• TASK OBJECTIVE: Take the entries below and print, exactly, the stretch from the line containing "<point>286,490</point>" through the line containing "Tag the tree canopy, one", both included.

• PROVIDED ENTRIES:
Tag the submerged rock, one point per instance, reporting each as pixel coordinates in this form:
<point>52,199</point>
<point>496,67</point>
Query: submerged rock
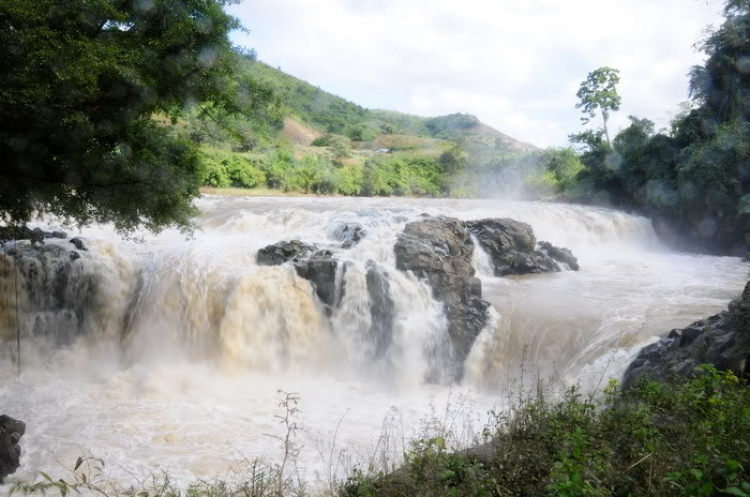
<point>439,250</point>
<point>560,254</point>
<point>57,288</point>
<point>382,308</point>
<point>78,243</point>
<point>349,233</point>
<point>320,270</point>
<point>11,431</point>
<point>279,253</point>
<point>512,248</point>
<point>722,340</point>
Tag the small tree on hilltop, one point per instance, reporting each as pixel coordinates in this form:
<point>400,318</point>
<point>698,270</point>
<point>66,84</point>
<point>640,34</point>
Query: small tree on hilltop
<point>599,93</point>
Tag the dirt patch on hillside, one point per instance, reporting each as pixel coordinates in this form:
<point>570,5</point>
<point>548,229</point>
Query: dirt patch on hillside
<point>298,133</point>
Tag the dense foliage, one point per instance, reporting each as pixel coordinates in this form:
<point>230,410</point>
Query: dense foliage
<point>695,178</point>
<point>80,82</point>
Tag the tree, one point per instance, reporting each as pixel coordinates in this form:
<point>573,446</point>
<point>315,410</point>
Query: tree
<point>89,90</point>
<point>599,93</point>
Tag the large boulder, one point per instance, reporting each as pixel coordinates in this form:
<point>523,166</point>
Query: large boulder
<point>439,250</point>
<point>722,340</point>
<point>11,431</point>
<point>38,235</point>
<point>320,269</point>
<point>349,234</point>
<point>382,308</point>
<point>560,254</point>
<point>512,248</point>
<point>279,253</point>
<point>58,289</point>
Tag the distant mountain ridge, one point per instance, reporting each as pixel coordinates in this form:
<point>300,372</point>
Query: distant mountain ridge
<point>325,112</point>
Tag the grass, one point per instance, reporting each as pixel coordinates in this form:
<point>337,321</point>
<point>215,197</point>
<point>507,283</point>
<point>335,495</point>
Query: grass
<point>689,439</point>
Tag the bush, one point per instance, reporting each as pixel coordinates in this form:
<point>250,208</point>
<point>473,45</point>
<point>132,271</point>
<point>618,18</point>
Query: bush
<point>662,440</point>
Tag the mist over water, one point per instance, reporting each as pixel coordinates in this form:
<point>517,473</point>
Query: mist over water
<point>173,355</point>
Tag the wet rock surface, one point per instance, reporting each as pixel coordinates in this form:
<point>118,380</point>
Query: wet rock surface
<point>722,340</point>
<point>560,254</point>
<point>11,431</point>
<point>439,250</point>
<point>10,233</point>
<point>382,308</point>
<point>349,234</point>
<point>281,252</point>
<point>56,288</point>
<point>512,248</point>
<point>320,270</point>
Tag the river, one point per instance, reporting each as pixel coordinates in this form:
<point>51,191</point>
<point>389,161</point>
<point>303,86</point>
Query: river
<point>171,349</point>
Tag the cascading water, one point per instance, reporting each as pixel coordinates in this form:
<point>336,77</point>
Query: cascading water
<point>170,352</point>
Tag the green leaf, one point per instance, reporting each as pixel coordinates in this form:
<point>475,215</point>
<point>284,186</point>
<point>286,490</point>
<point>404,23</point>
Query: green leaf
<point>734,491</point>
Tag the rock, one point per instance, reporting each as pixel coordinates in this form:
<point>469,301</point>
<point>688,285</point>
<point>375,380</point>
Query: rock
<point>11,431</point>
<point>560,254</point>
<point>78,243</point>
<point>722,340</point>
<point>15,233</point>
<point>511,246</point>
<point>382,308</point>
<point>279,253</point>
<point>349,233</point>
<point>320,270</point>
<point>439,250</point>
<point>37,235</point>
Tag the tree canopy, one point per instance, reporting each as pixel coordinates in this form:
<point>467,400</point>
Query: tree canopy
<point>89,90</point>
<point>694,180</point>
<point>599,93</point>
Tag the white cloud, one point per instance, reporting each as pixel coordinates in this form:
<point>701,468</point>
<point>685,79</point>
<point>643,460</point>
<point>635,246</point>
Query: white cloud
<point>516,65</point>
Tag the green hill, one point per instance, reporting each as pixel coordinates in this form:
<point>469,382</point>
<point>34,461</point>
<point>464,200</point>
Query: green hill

...

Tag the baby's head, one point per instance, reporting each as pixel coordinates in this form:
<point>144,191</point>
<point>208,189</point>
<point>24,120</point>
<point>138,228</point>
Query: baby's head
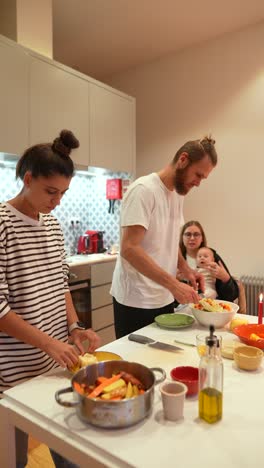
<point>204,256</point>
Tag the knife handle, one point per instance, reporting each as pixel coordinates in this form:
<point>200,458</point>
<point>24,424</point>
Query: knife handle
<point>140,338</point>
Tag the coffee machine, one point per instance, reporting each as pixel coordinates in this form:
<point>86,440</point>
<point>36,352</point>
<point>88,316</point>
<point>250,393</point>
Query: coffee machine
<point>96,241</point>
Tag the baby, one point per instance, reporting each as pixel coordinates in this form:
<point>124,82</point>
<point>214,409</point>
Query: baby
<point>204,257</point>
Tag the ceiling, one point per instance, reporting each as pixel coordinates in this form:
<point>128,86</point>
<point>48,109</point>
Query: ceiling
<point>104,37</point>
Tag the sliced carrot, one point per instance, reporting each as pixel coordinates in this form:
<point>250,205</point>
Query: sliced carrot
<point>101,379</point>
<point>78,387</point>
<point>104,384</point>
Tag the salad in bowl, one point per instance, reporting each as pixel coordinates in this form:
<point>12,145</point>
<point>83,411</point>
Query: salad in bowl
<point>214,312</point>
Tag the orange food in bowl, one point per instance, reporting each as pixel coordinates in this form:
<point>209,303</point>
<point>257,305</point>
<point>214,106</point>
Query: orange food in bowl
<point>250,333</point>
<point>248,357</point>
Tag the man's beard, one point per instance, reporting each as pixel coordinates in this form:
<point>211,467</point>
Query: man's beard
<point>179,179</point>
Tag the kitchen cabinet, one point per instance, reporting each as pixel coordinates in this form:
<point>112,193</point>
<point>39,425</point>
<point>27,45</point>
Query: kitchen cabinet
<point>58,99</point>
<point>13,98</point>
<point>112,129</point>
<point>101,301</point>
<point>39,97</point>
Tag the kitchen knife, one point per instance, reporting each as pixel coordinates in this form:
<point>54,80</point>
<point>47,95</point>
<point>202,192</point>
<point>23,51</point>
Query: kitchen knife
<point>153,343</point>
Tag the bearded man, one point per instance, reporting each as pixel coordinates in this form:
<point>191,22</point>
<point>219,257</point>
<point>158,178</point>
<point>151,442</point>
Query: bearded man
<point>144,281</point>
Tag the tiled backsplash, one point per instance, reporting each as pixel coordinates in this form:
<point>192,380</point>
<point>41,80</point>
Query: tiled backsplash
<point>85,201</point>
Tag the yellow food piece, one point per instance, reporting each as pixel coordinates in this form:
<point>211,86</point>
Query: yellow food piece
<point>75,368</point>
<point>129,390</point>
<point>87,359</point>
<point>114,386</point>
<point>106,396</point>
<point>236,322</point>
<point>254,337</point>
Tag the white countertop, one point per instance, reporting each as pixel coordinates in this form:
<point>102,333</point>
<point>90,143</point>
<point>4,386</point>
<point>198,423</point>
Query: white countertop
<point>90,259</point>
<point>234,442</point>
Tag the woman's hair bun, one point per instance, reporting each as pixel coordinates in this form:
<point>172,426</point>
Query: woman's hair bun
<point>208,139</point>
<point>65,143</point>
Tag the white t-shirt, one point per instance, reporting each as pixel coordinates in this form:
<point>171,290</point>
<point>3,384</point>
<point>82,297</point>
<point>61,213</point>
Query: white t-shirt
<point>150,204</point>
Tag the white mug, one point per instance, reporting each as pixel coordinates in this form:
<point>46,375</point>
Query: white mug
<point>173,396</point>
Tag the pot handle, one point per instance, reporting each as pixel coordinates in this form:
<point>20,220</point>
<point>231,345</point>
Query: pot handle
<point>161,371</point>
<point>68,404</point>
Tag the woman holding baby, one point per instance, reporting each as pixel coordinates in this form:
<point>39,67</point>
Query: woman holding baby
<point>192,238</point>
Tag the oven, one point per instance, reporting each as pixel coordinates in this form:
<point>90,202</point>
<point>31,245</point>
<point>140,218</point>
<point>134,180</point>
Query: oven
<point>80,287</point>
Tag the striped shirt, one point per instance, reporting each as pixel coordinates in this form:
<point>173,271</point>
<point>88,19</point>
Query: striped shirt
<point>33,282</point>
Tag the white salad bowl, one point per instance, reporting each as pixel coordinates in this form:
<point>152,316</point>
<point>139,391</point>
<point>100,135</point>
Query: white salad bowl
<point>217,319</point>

• TASK RESULT:
<point>286,490</point>
<point>404,23</point>
Query: green leaf
<point>734,491</point>
Tag the rock, one point per instance, reporting each as pixel coordinates in this form:
<point>469,301</point>
<point>688,285</point>
<point>375,380</point>
Query: rock
<point>11,431</point>
<point>560,254</point>
<point>78,243</point>
<point>722,340</point>
<point>15,233</point>
<point>511,246</point>
<point>382,308</point>
<point>279,253</point>
<point>349,233</point>
<point>320,270</point>
<point>439,250</point>
<point>37,235</point>
Tag the tree canopy, one point per instance, reporting each as pixel coordinates in this form:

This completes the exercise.